** Start **
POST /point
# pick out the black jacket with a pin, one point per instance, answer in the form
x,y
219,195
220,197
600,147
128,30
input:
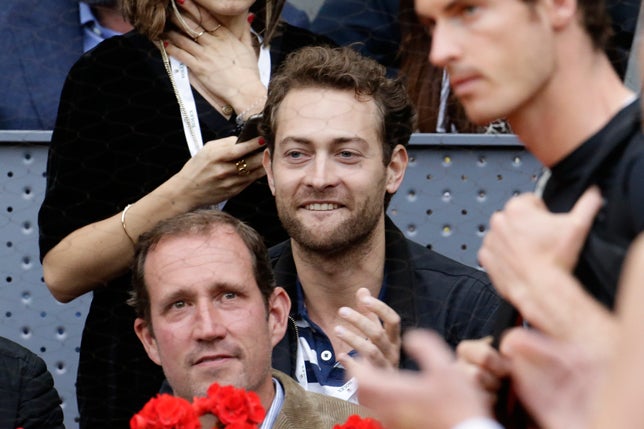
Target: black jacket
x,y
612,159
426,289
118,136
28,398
** End **
** Start **
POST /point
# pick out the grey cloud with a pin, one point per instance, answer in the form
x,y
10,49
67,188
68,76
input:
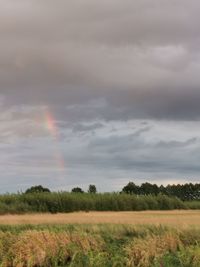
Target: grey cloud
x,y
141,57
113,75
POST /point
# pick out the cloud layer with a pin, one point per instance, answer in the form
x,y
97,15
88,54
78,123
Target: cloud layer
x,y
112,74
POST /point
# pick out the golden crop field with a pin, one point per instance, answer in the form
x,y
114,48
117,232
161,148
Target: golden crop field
** End **
**Problem requirements**
Please gather every line above that contains the string "field".

**The answer**
# pick out the golden crop field with a pin, one point per instance, answer in the form
Target: golden crop field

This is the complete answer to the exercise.